** EXCERPTED PASSAGE **
* start *

Reliably Checking The Whole System Without a Massive Team is Possible

A common way to address the issues with an ever-increasing team is to turn the manual checking into automated checking. The QA team becomes software engineers in test, and they write programs that do the checking.

This can reduce the feedback time, but merely automating this process still won’t help issues with reliable checks that provide good coverage. You still have to manage that part manually, and that makes scaling hard. Automated tests help, but they don’t solve the problem.

The way to do this is to invert the process of writing software like so:

  1. Write an automated test of the system that fails exactly because the desired feature is not present in the system.
  2. Write only enough code to make that test pass.

That’s it. It’s only two steps. Everyone knows how to do step 2 already. Step 1 isn’t easy, but it can be learned.

Why does this address reliability and coverage and allow us to scale? It’s because we see the tests fail, thus knowing they work, and we don’t write code without a test, meaning all features should have a test, thus achieving good coverage.

Testing Tests By Watching Them Fail

When you see a test fail, you can be sure it’s testing something. You have to be careful to make sure it fails in just the right way, and you may need several individual tests to hone in on a larger behavior. But a failing test is a reliable test.

Writing a test of already-working code doesn’t tell you nearly as much. Because an empty test passes the same as a reliable test of working code, you have to examine the test to make sure it works. This is hard. And time consuming.

Take this test of calculating the radius of a circle:

circle = Circle.new(radius: 5)
assert 78.5, circle.area

This test will always pass, and if you wrote it after you implemented the area method, you might think your implementation is working. Look closer.

We should’ve called assert_equals. If we wrote this test before implementing area, we’d see our fresh test of unimplemented behavior pass and we’d know our test was wrong.

Now, imagine a system more complex than calculating the area of a circle. You just can’t assert the reliability of tests by reading them. You need to see them fail. And it’s much simpler to see them fail before you write the code than after.

When you write the test first, and only write code to make that test pass, you can then be sure your tests have good coverage.

Writing Code Second Ensures That Code is Tested

When you write code only to make a failing test pass, you can be pretty confident that all features are being checked. If you write tests after the code, well, who knows what’s being tested? Aside from the difficultly in assessing the reliability of the tests, you also have to make sure to do it, perhaps writing several lengthy tests to assert a specific behavior.

It’s a subtle difference but it’s important. We can’t help but think we are done with the code is written. That’s because in many ways we are done. We could ship that code without any tests. To provide test coverage we have to remember to do it and also feel like doing it.

Granted, we have to remember to write tests first and feel like doing that, but writing the tests first is much easier muscle to build because it always puts being done as the last step. You cannot underestimate how well a process works where being done is the final step, not the first step.

This process scales. You don’t need more and more testers as your codebase gets bigger. You may not even need testers at all.

Automated Tests That are Reliable and Have Good Coverage Scale

More software means more tests. There’s no way around it. When humans are running the tests and coordinating about what they should do that means more humans are needed. And when more humans are needed, more management is needed—it’s not just a linear thing.

When the tests are automated from the start, written first so we can watch them fail, and when code is only written to make them pass, you don’t need more humans to run tests. Yes, you need more humans to write tests (and write code), but it turns out you can get the same person to do both.

* end *

** TASK A **
In the passage on writing tests first, which assertion method does it say the circle area test should have called?

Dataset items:
* start *

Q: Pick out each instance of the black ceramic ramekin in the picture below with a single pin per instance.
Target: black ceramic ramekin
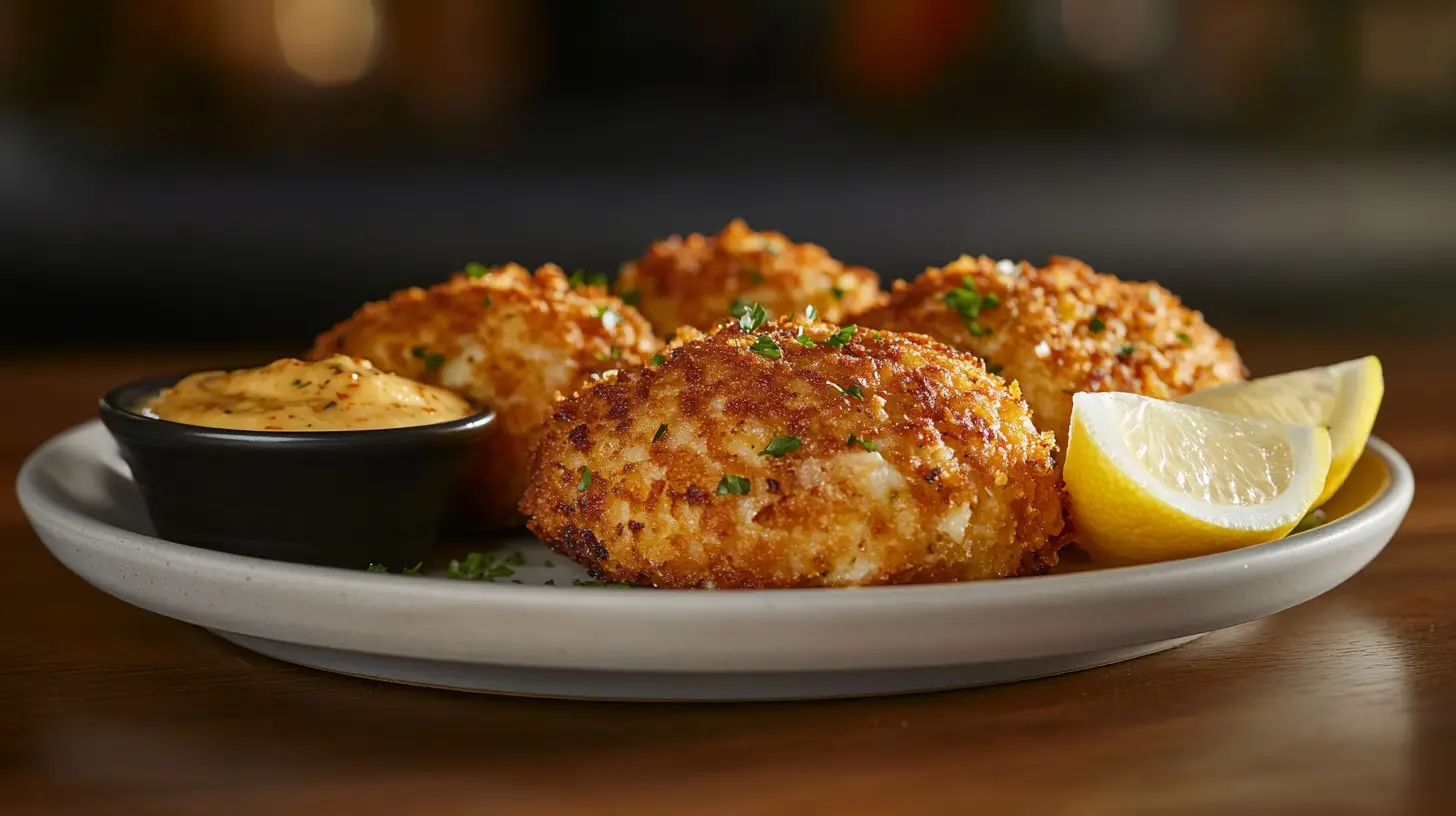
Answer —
(335, 499)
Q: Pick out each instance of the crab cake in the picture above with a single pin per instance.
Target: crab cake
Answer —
(504, 338)
(698, 280)
(795, 455)
(1063, 328)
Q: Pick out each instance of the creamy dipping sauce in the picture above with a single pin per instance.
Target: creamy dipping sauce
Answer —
(339, 394)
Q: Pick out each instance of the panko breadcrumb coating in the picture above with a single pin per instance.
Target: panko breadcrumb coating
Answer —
(504, 338)
(794, 456)
(696, 280)
(1063, 328)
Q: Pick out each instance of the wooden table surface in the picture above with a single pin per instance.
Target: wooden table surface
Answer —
(1346, 704)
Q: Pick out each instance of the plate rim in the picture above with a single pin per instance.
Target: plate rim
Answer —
(1395, 496)
(875, 609)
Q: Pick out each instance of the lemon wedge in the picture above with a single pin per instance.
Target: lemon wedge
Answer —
(1153, 481)
(1344, 398)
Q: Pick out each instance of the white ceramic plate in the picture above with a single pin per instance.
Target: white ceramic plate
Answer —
(565, 640)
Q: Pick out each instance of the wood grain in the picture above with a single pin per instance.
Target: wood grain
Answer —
(1346, 704)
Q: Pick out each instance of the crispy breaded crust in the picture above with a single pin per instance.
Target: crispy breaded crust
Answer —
(693, 281)
(958, 485)
(1044, 335)
(508, 340)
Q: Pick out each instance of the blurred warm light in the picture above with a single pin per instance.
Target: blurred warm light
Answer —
(1114, 32)
(328, 41)
(1408, 48)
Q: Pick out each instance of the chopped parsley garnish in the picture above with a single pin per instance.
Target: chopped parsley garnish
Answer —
(478, 567)
(782, 446)
(970, 305)
(583, 277)
(840, 338)
(607, 316)
(733, 485)
(752, 316)
(766, 347)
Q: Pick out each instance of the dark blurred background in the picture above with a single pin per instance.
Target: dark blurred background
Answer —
(210, 172)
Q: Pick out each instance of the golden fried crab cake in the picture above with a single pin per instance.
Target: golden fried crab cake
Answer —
(798, 455)
(1063, 328)
(504, 338)
(698, 280)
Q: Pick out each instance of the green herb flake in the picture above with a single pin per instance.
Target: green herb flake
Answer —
(752, 316)
(733, 485)
(782, 446)
(970, 305)
(840, 338)
(583, 277)
(478, 567)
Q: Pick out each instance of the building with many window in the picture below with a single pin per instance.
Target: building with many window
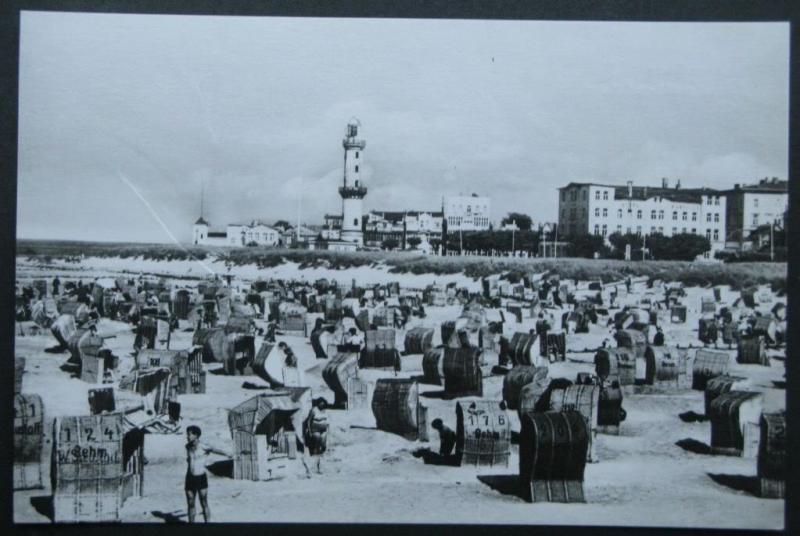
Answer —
(603, 209)
(400, 226)
(467, 212)
(751, 206)
(237, 234)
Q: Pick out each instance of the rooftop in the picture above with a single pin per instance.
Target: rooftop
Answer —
(398, 215)
(765, 185)
(680, 195)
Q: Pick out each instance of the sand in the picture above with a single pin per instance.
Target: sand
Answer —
(643, 477)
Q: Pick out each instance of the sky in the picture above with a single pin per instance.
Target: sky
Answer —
(125, 119)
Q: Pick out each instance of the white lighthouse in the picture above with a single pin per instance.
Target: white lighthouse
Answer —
(352, 189)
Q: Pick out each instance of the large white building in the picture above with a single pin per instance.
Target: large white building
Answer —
(237, 234)
(602, 209)
(752, 205)
(382, 225)
(467, 212)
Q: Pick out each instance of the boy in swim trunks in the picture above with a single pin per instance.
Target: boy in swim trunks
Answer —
(196, 479)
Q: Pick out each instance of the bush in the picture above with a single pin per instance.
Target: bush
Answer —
(390, 243)
(680, 247)
(586, 246)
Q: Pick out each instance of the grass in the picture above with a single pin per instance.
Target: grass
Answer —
(737, 275)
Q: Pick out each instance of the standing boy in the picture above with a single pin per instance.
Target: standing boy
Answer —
(196, 478)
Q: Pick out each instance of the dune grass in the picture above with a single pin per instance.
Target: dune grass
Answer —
(738, 275)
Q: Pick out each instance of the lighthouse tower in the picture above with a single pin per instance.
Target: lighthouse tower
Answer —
(352, 189)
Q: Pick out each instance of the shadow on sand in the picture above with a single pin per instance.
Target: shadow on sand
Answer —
(503, 484)
(223, 468)
(693, 445)
(748, 484)
(170, 517)
(44, 505)
(434, 458)
(691, 416)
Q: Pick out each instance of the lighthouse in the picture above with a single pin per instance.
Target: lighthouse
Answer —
(352, 190)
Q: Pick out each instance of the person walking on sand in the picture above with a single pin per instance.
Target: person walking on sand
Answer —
(447, 440)
(196, 479)
(317, 431)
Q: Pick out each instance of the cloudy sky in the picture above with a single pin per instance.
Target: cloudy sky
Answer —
(124, 118)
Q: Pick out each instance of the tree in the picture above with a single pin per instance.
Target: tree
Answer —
(523, 221)
(390, 243)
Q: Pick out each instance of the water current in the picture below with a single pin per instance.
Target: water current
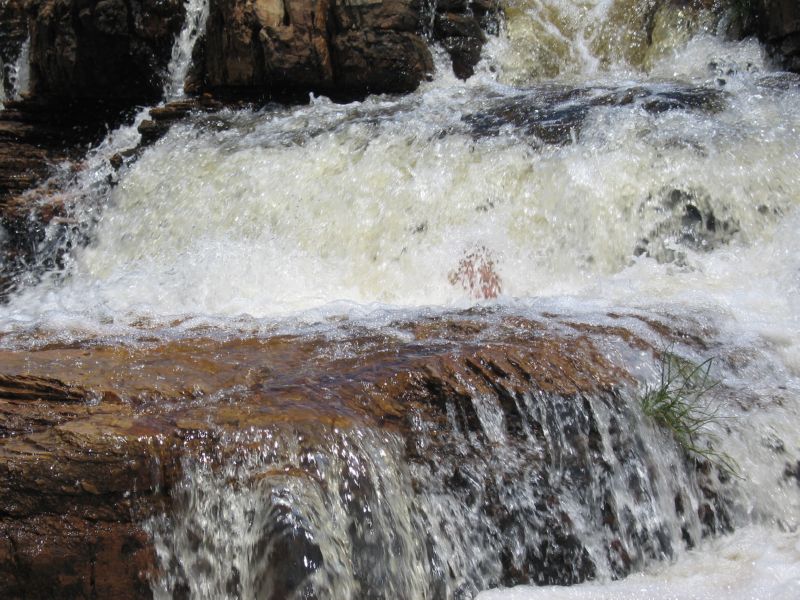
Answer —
(610, 162)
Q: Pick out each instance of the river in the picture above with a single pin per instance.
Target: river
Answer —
(586, 171)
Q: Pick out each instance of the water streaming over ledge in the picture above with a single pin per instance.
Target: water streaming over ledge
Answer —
(181, 59)
(585, 170)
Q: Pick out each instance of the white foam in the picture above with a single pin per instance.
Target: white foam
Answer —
(752, 564)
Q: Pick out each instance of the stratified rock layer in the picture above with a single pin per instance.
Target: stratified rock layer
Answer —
(93, 437)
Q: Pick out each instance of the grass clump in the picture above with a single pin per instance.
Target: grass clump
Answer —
(681, 404)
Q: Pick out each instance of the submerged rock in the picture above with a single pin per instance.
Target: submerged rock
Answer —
(435, 461)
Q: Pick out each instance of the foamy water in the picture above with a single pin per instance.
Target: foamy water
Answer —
(751, 564)
(583, 170)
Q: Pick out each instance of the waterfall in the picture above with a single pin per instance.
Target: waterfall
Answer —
(19, 73)
(616, 172)
(181, 59)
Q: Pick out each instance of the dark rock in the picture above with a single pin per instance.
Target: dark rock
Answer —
(112, 50)
(463, 38)
(690, 221)
(88, 453)
(555, 115)
(380, 61)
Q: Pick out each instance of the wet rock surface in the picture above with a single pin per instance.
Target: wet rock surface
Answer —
(778, 24)
(96, 439)
(115, 50)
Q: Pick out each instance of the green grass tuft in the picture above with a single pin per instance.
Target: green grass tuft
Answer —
(680, 403)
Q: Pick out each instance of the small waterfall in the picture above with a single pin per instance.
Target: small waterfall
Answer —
(2, 85)
(181, 59)
(483, 484)
(19, 73)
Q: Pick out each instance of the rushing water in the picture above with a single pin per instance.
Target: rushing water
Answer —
(17, 74)
(181, 59)
(586, 169)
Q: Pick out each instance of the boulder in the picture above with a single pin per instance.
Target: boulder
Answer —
(498, 419)
(114, 51)
(778, 24)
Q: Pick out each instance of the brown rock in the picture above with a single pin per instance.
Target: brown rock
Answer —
(94, 435)
(347, 49)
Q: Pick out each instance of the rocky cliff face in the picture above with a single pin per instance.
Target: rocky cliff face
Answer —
(111, 50)
(778, 24)
(94, 441)
(346, 48)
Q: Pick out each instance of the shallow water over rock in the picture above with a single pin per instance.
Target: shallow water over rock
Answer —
(397, 348)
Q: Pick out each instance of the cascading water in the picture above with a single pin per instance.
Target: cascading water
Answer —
(17, 74)
(608, 158)
(181, 59)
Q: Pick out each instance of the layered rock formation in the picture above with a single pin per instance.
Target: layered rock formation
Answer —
(115, 51)
(94, 438)
(338, 47)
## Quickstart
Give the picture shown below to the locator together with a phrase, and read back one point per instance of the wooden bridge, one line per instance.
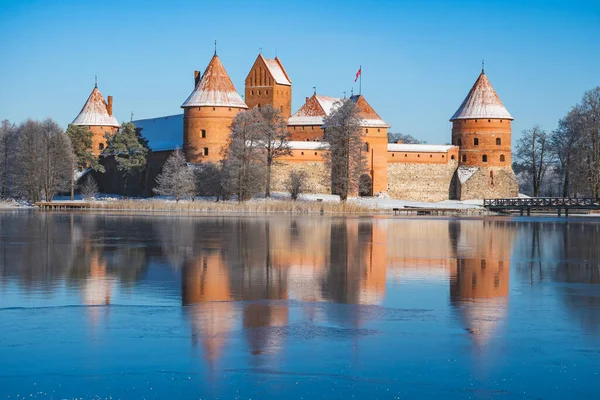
(62, 205)
(542, 204)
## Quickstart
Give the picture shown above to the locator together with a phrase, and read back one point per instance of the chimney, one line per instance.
(196, 78)
(109, 106)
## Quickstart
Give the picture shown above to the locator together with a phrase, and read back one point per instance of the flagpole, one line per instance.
(360, 83)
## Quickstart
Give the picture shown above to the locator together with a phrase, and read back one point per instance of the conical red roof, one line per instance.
(215, 89)
(95, 112)
(482, 102)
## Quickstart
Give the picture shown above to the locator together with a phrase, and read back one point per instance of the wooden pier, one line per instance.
(558, 204)
(62, 205)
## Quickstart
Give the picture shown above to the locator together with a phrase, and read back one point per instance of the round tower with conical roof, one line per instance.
(481, 127)
(96, 114)
(208, 113)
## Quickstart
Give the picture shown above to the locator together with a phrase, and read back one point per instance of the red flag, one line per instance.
(358, 74)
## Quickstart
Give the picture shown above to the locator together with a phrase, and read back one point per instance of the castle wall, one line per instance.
(493, 138)
(216, 123)
(99, 140)
(421, 181)
(488, 183)
(318, 176)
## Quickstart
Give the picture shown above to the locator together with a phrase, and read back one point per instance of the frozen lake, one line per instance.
(272, 307)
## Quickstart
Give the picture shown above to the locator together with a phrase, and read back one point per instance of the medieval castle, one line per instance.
(476, 165)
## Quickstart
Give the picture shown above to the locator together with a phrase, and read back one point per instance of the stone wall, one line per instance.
(421, 182)
(318, 177)
(488, 183)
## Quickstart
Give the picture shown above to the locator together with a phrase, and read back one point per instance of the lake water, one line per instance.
(289, 307)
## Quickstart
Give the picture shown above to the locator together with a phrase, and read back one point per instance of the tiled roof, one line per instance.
(276, 69)
(95, 112)
(215, 89)
(318, 107)
(482, 102)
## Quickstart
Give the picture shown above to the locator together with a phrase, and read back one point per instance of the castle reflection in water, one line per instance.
(249, 273)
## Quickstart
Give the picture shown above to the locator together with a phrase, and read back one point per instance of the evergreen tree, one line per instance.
(7, 153)
(177, 179)
(81, 143)
(274, 134)
(129, 149)
(345, 156)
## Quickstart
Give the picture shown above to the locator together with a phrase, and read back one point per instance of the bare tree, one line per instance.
(345, 156)
(274, 134)
(177, 179)
(129, 149)
(533, 155)
(245, 156)
(295, 183)
(57, 159)
(7, 152)
(43, 160)
(89, 188)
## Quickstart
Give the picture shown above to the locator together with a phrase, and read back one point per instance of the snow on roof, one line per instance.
(163, 133)
(420, 148)
(95, 112)
(482, 102)
(465, 173)
(215, 89)
(318, 107)
(304, 145)
(276, 69)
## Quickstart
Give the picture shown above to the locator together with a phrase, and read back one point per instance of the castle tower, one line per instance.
(481, 127)
(268, 83)
(208, 113)
(96, 114)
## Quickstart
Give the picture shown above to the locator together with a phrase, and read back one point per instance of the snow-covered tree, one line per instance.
(129, 149)
(177, 179)
(345, 156)
(274, 133)
(244, 165)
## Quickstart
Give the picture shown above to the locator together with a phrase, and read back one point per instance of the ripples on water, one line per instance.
(101, 305)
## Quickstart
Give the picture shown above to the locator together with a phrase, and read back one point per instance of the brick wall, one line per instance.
(489, 183)
(421, 182)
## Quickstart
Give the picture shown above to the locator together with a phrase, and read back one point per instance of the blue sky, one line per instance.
(419, 58)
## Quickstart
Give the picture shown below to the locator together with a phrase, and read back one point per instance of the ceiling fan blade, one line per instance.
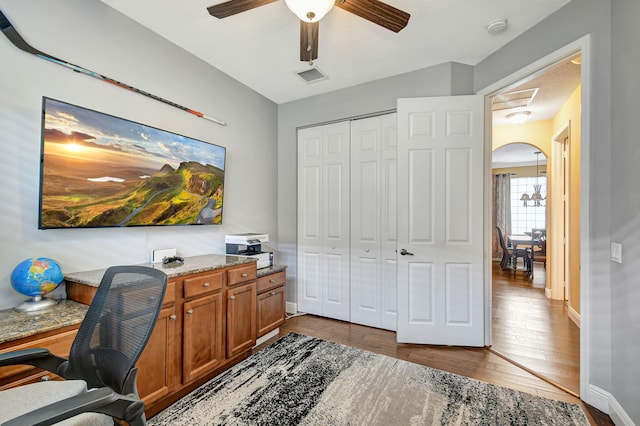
(309, 40)
(233, 7)
(377, 12)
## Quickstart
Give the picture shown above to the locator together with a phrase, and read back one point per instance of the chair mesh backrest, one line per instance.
(117, 325)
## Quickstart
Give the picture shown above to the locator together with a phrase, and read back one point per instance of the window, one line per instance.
(523, 219)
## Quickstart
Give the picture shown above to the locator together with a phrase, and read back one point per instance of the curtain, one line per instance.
(501, 210)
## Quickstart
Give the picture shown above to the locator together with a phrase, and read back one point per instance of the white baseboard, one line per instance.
(291, 308)
(574, 316)
(598, 398)
(618, 415)
(606, 403)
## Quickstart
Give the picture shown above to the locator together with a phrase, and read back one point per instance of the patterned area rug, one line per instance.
(301, 380)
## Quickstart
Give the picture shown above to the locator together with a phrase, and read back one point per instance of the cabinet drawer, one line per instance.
(202, 284)
(170, 293)
(132, 300)
(270, 281)
(242, 274)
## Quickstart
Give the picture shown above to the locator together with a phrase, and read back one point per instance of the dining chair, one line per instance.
(507, 253)
(539, 246)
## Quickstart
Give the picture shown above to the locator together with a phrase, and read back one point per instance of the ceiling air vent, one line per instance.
(520, 98)
(311, 75)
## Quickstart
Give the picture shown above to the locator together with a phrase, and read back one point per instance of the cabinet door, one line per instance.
(271, 305)
(202, 336)
(241, 318)
(157, 364)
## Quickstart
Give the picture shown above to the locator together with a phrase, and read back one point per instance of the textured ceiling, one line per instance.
(260, 47)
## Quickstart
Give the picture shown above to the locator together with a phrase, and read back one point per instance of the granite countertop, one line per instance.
(270, 270)
(17, 325)
(191, 265)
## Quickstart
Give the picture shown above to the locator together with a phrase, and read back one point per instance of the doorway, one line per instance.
(518, 304)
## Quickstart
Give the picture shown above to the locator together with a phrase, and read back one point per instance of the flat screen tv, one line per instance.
(98, 170)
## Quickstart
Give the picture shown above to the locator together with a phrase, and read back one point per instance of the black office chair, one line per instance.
(507, 254)
(103, 355)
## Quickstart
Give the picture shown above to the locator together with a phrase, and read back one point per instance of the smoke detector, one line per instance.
(497, 26)
(311, 75)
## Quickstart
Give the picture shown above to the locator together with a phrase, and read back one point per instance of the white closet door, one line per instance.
(373, 293)
(323, 220)
(388, 222)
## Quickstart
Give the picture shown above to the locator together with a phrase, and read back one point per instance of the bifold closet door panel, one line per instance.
(323, 220)
(373, 204)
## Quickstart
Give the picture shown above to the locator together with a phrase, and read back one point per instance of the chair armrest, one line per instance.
(66, 408)
(37, 357)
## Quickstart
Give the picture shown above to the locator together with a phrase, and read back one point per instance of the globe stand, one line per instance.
(37, 303)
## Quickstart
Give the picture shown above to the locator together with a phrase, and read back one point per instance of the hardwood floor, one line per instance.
(478, 363)
(533, 330)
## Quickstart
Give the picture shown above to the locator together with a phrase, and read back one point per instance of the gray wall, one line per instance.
(577, 19)
(91, 34)
(377, 96)
(625, 196)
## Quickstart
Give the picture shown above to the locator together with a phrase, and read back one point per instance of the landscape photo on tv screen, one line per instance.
(98, 170)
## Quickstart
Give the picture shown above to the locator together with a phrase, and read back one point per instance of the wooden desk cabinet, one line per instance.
(209, 321)
(271, 302)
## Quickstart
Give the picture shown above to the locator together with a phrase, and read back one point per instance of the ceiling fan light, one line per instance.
(310, 10)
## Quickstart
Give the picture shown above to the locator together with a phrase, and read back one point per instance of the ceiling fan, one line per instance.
(311, 12)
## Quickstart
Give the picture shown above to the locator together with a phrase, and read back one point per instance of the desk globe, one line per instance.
(36, 277)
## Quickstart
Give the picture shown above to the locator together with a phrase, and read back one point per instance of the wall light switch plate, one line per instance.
(616, 252)
(160, 254)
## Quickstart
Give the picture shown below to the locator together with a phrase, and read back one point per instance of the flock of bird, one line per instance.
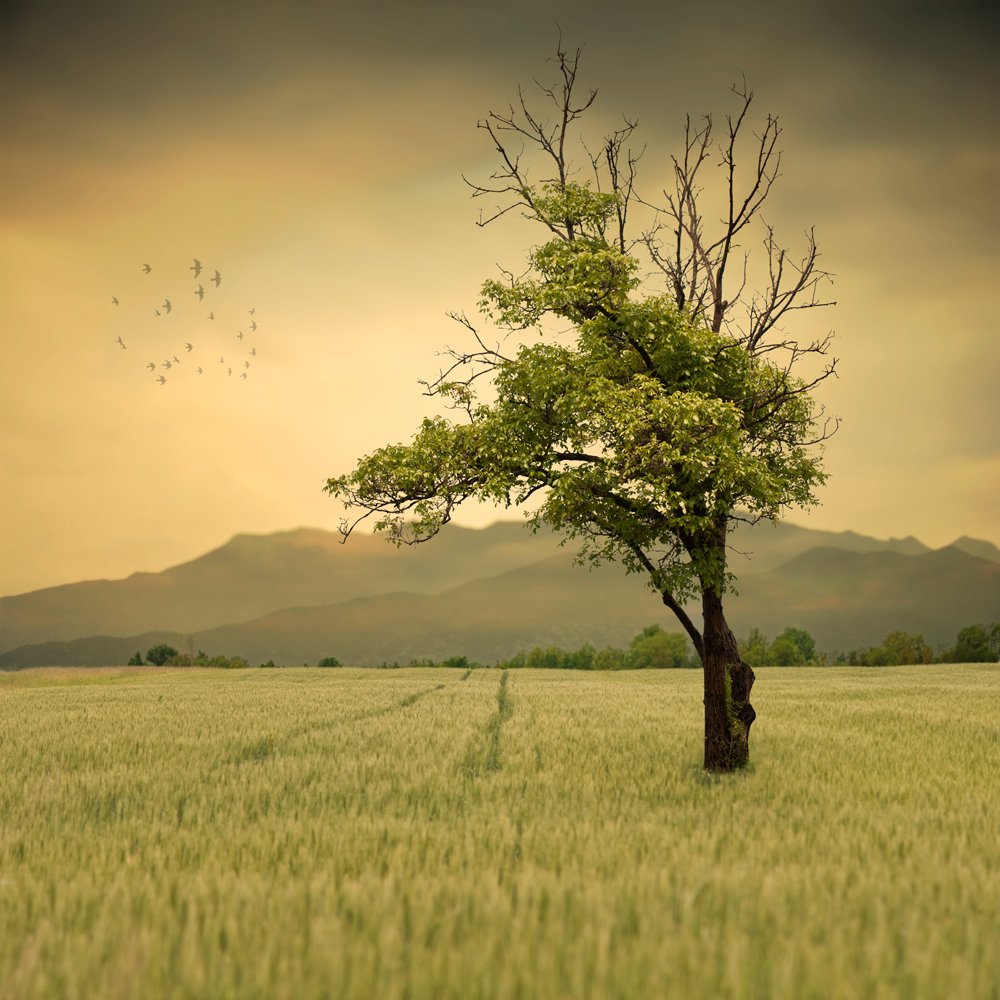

* end *

** TASK B **
Copy out every line of the listing that contains the string "panko".

** WRITTEN SOLUTION A **
assert_equals

** WRITTEN SOLUTION B **
Q: Pick out each instance of the panko breadcrumb coating in the picture above with a single pin per instance.
Target: panko breadcrumb coating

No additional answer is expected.